Besnoitia bennetti

Scientific classification
- Domain: Eukaryota
- Clade: Diaphoretickes
- Clade: SAR
- Clade: Alveolata
- Phylum: Apicomplexa
- Class: Conoidasida
- Order: Eucoccidiorida
- Family: Sarcocystidae
- Genus: Besnoitia
- Species: B. bennetti
- Binomial name: Besnoitia bennetti (Bennett, 1927) Babudieri, 1932

= Besnoitia bennetti =

- Genus: Besnoitia
- Species: bennetti
- Authority: (Bennett, 1927) Babudieri, 1932

Species of single-celled organism

Besnoitia bennetti is a parasite that can cause besnoitiosis infections in donkeys. The range of this organism ranges from Africa to the United States. B. bennettii shares similar characteristics with Toxoplasma, Neospora, and Sarcocystis genera. Lab work on B. bennetti is conducted at biosafety level 1.

==Range==
Besnoitia bennetti originated in Africa, causing besnoitiosis in donkeys and horses there. Currently, the organism exists in Sudan, South Africa, France, the Pyrenees, Mexico, and the United States. The first recorded infection of this species was documented in 1927 in Sudan. The species was believed to have spread from the Nuba Mountains. The first documented case in the United States occurred in 1957, when the species was found in the skin of burros.

==Pathogenesis==
The instance of this species in a medical journal was in 1927, in an article written by S.C.J. Bennett. In an expedition to Sudan, Bennett found four horses that had developed cysts consistent with what was eventually called besnoitiosis. Bennett at first mistakenly believed that the infection he found was caused by species of Sarcocystis or Globidium and that the organism infected cattle in addition to horses. In 1932, the species was placed into the Besnoitia genus by Babudieri. The first instance of an infection in South Africa appeared in a medical journal in 1955. B. bennetti was discovered in the United States in 1973 in an experimental herd of Mexican burros.

==Diagnosis==
In infected donkeys, B. bennetti formed cysts in the eyes, mouth, and testes. The mode of transmission among donkeys has not been determined. Treatments with ponazuril, trimethoprim-sulfamethoxazole, and nitroxinide have been unable to clear infection.

While B. bennetti has only been found to infect donkeys, it has experimentally been shown not to infect mice, rats, gerbils, or cats.

Problem to work on
Reproduce the part of the Besnoitia bennetti text starting at "Species of single-celled" and ending at "skin of burros.", word for word.

Dataset entries

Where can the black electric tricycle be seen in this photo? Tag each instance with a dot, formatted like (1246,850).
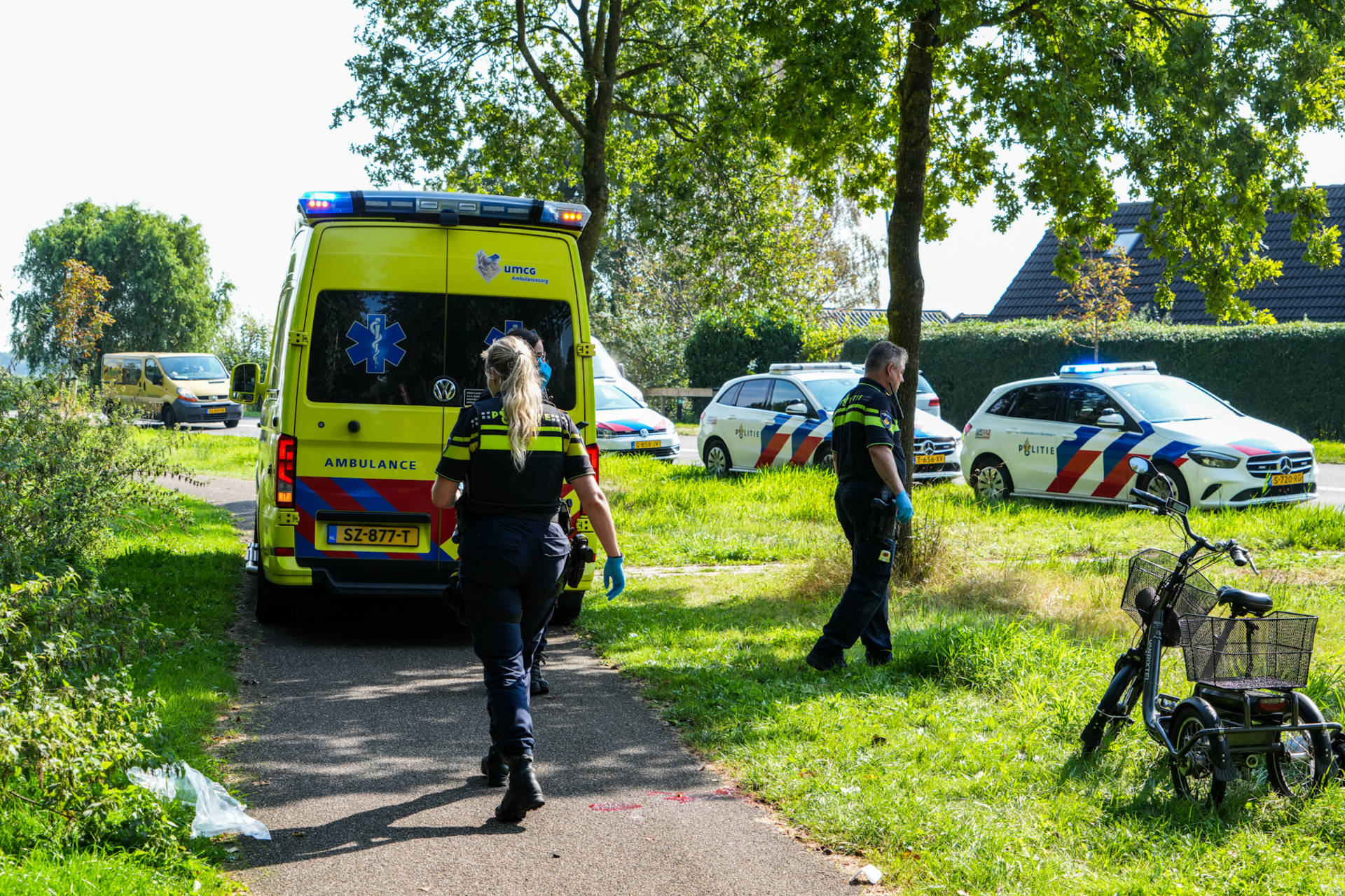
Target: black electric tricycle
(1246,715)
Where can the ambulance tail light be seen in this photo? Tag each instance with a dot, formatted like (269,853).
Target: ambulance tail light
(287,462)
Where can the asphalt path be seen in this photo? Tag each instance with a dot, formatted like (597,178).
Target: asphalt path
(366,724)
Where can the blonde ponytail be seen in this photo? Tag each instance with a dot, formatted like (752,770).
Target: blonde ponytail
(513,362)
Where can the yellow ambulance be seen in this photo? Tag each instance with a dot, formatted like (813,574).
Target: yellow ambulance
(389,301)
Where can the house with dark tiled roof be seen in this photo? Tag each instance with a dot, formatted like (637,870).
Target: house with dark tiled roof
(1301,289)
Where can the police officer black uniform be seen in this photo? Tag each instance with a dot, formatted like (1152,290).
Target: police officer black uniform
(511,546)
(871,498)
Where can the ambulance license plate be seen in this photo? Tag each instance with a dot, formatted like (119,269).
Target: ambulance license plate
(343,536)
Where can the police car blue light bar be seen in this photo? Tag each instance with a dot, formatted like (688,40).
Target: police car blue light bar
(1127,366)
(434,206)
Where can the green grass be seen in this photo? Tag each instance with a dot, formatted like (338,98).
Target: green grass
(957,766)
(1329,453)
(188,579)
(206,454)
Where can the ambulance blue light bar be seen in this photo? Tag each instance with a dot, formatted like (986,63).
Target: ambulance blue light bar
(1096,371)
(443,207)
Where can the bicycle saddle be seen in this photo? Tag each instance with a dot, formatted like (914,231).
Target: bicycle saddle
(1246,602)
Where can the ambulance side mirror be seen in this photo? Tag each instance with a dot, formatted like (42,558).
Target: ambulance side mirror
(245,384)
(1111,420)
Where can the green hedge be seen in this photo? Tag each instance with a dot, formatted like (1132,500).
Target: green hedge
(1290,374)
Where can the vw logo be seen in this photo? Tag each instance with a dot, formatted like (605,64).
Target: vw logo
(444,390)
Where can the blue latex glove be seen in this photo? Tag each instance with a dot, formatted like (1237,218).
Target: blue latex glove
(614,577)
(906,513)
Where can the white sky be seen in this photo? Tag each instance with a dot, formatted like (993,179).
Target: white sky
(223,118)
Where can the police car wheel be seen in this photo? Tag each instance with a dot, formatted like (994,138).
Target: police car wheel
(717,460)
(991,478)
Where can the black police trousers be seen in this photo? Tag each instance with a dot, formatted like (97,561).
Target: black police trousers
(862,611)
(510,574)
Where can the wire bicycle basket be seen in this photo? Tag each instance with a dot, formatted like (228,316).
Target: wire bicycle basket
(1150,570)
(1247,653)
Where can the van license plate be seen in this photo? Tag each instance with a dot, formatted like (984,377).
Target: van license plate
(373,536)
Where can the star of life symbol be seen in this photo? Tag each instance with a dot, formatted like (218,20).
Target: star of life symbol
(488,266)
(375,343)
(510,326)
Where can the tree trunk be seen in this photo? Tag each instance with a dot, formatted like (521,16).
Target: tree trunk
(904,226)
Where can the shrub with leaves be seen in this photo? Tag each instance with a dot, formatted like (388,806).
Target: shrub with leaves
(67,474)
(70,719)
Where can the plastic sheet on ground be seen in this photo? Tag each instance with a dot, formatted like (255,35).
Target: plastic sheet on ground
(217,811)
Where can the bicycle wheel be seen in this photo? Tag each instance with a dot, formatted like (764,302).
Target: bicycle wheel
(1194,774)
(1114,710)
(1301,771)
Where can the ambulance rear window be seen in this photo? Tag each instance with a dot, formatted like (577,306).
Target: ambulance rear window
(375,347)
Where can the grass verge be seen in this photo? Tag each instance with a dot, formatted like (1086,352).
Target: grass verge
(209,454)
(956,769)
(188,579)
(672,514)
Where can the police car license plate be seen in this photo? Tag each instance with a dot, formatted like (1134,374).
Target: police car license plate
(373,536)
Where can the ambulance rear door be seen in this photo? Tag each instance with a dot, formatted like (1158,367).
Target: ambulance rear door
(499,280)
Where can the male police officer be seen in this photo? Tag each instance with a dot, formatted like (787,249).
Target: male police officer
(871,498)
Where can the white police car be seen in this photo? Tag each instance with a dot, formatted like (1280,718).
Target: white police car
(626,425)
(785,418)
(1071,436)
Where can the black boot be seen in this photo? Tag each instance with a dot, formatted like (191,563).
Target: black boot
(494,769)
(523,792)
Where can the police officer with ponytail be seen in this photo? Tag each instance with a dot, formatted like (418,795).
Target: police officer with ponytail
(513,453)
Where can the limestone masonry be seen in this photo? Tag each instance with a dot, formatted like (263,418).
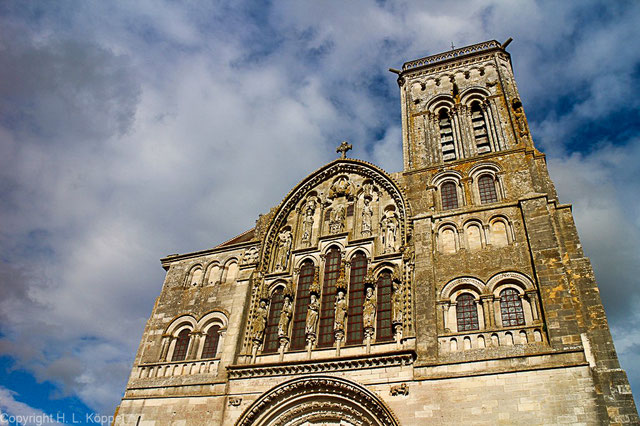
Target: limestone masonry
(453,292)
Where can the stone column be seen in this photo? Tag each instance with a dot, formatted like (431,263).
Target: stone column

---

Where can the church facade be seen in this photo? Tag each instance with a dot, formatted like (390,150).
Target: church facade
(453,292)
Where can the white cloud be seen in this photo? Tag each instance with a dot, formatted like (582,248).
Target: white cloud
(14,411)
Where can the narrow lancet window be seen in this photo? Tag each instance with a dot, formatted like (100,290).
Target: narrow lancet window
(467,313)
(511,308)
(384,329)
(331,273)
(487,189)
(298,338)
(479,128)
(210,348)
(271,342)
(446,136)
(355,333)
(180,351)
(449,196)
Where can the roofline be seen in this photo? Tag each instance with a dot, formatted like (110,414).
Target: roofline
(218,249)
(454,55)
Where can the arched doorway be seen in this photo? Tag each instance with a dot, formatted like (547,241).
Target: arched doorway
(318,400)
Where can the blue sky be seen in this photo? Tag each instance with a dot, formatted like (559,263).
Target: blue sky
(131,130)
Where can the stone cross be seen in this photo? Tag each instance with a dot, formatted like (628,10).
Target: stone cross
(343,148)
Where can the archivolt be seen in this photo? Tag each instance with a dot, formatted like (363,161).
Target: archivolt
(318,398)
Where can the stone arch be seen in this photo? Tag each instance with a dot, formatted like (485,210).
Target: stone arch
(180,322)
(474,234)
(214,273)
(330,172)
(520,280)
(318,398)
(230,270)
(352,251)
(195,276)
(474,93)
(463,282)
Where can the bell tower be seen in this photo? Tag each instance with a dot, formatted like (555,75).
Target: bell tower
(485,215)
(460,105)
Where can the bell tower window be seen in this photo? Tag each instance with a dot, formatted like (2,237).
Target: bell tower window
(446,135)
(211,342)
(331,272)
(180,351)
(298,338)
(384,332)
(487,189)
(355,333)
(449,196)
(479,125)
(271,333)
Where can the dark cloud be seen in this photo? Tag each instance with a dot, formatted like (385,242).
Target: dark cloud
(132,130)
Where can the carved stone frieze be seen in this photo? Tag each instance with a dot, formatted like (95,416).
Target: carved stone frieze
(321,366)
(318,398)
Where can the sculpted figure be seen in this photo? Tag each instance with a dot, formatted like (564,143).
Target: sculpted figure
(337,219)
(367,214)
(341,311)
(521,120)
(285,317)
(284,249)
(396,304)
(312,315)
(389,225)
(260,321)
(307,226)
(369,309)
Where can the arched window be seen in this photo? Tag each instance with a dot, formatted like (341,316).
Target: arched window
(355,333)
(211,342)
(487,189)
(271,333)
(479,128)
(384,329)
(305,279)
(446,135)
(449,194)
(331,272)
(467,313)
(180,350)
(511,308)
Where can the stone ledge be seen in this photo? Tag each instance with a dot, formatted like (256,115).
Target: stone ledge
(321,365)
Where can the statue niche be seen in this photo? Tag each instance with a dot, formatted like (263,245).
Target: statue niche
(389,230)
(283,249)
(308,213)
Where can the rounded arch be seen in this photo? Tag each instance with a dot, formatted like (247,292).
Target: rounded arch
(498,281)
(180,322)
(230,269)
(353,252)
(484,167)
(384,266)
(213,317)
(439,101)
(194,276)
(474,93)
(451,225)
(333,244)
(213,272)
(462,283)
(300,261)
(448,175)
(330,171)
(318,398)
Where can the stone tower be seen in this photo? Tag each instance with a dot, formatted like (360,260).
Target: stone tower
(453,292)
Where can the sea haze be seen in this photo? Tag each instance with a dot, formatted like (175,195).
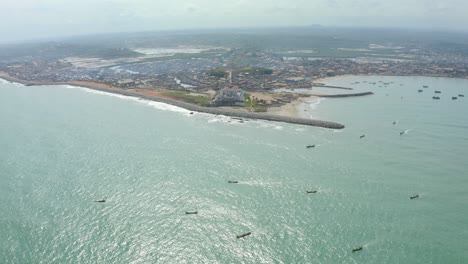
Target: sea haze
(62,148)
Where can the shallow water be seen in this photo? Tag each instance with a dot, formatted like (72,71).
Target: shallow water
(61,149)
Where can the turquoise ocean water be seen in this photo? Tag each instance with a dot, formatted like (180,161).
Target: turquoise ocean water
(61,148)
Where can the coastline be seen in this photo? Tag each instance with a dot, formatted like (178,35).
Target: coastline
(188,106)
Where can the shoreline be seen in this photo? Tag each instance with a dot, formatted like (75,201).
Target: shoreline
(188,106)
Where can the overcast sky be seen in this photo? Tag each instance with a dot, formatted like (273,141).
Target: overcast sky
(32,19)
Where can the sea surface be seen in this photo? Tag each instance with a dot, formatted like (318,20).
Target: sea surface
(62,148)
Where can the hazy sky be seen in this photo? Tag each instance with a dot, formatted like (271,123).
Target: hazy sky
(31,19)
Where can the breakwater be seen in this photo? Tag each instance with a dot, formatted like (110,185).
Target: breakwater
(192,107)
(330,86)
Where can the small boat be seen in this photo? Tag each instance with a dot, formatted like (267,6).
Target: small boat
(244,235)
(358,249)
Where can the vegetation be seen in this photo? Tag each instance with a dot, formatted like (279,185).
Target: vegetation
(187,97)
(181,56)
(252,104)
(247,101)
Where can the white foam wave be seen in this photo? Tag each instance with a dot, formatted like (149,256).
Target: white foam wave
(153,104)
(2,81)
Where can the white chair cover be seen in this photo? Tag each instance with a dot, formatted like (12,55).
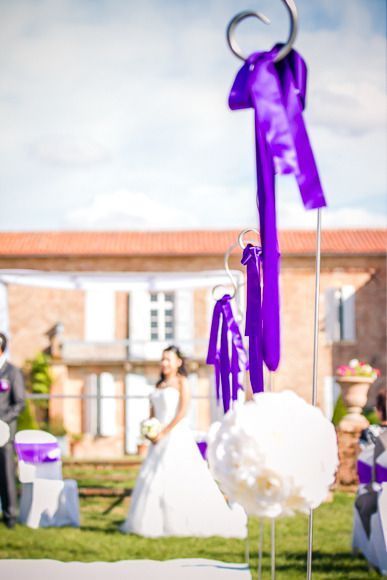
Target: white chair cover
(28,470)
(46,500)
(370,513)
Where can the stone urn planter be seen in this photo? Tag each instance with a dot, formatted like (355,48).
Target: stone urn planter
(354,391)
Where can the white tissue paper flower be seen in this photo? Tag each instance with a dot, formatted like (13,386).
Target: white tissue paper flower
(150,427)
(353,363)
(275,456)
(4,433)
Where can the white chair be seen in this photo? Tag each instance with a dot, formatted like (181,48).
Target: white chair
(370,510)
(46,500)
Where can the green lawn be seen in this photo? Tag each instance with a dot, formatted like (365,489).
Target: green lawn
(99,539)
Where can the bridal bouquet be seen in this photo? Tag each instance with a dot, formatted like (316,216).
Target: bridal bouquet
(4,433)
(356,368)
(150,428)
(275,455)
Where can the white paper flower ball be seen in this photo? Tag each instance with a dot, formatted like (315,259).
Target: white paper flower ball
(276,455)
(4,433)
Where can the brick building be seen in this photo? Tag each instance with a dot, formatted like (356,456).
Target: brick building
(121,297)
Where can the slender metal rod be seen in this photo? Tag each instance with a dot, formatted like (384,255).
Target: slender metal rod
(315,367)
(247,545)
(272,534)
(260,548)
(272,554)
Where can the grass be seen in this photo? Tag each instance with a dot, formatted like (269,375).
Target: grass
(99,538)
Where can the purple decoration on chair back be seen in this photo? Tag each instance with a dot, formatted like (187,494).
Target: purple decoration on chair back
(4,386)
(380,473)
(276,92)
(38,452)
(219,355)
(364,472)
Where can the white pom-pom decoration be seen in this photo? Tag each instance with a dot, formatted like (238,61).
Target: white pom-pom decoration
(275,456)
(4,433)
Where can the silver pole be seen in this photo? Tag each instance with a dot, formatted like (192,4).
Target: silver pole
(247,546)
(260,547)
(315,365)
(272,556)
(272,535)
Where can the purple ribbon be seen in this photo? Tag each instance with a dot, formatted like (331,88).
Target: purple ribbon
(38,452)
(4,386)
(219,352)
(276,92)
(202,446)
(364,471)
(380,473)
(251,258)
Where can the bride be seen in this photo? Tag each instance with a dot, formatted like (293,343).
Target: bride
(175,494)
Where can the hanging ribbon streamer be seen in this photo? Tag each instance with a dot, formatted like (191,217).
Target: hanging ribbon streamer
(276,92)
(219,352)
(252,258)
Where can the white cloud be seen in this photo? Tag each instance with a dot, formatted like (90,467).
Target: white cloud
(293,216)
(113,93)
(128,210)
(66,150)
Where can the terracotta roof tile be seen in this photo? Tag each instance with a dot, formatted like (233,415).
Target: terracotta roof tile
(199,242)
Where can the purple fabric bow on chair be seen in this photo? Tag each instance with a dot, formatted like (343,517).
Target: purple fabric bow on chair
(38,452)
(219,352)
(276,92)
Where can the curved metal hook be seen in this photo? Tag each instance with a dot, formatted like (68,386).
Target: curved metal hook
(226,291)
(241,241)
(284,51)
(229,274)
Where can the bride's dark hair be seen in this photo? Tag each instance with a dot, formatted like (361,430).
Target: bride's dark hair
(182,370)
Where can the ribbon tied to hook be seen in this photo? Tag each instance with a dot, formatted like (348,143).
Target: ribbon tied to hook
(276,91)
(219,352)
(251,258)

Result of this exercise
Species of single-celled organism

Besnoitia bennetti is a parasite that can cause besnoitiosis infections in donkeys. The range of this organism ranges from Africa to the United States. B. bennettii shares similar characteristics with Toxoplasma, Neospora, and Sarcocystis genera. Lab work on B. bennetti is conducted at biosafety level 1.

==Range==
Besnoitia bennetti originated in Africa, causing besnoitiosis in donkeys and horses there. Currently, the organism exists in Sudan, South Africa, France, the Pyrenees, Mexico, and the United States. The first recorded infection of this species was documented in 1927 in Sudan. The species was believed to have spread from the Nuba Mountains. The first documented case in the United States occurred in 1957, when the species was found in the skin of burros.